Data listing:
......
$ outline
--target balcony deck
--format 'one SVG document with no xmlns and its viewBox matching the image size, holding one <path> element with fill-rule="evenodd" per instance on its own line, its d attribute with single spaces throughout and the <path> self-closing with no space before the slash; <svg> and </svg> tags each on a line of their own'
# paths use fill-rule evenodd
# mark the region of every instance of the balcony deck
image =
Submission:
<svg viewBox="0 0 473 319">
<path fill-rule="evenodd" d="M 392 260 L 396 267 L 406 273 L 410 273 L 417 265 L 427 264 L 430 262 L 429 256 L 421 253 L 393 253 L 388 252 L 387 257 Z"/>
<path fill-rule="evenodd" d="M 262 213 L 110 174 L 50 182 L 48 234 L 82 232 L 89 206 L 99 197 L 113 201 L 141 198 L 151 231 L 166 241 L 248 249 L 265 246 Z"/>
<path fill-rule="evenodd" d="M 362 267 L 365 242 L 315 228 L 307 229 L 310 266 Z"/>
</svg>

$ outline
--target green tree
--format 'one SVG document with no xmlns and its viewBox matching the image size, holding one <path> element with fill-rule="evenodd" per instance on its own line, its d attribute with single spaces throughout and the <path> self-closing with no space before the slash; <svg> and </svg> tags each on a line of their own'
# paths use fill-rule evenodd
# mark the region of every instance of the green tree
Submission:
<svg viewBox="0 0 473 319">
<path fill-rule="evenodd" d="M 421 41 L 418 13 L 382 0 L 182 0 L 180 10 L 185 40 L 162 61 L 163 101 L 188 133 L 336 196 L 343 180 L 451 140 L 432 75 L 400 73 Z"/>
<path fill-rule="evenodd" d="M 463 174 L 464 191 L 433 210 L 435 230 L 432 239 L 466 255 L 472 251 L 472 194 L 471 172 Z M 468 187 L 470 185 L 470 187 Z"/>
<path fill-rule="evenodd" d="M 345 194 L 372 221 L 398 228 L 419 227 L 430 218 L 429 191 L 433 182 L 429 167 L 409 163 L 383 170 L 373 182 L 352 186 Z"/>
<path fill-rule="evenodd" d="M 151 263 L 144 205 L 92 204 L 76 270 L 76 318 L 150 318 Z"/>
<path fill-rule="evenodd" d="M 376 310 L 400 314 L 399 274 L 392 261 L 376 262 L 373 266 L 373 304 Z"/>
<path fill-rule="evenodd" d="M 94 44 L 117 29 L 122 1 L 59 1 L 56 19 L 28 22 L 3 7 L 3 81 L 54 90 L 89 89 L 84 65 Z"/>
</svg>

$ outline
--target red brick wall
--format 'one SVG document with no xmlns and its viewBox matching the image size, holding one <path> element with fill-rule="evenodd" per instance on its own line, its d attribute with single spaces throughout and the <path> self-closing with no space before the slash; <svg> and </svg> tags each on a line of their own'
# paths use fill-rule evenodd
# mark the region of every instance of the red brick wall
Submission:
......
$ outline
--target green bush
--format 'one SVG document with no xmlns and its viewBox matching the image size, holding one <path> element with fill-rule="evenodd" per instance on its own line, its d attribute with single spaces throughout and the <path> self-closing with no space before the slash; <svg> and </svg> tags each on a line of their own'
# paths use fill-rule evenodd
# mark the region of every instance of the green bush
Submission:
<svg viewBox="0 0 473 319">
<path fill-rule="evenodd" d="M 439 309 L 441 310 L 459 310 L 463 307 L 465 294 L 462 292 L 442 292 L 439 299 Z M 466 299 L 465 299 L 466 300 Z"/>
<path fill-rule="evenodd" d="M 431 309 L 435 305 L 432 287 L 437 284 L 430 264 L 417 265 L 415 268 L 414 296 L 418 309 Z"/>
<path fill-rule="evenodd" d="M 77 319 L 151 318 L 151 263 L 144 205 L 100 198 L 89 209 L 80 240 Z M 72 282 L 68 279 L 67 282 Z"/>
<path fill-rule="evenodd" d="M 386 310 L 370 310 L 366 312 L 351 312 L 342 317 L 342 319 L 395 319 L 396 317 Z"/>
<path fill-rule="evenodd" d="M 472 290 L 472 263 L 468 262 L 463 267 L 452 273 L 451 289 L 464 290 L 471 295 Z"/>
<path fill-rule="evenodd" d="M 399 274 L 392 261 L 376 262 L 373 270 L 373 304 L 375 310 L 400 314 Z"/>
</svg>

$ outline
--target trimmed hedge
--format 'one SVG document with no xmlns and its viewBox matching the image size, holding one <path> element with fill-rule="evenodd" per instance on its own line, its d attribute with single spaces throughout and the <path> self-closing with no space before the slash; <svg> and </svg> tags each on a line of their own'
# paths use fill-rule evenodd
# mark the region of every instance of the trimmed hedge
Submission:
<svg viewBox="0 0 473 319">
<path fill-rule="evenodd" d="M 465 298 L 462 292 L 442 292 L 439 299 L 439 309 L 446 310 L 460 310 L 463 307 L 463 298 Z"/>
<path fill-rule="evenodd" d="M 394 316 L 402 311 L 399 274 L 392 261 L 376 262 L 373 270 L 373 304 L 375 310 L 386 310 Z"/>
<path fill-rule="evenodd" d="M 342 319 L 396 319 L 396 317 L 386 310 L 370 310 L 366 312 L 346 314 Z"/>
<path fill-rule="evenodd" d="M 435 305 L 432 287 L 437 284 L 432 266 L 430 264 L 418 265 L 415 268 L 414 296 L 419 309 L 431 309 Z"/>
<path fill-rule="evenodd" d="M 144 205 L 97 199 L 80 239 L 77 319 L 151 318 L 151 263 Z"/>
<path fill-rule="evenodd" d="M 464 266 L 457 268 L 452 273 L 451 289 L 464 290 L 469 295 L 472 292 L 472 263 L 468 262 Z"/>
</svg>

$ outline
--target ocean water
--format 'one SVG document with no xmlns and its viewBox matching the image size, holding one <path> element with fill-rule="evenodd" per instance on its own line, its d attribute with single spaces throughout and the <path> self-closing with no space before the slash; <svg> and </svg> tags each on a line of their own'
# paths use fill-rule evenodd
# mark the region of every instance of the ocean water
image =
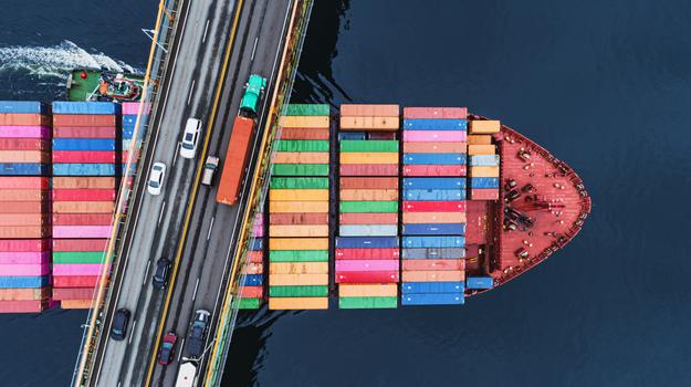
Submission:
......
### What is required
Identify each line of the items above that contains the word "green", and copy those lines. The match is case-sensitive.

### Worked solution
--target green tree
# mark the region of every instance of the green tree
--target green bush
# mark the region of every instance of the green bush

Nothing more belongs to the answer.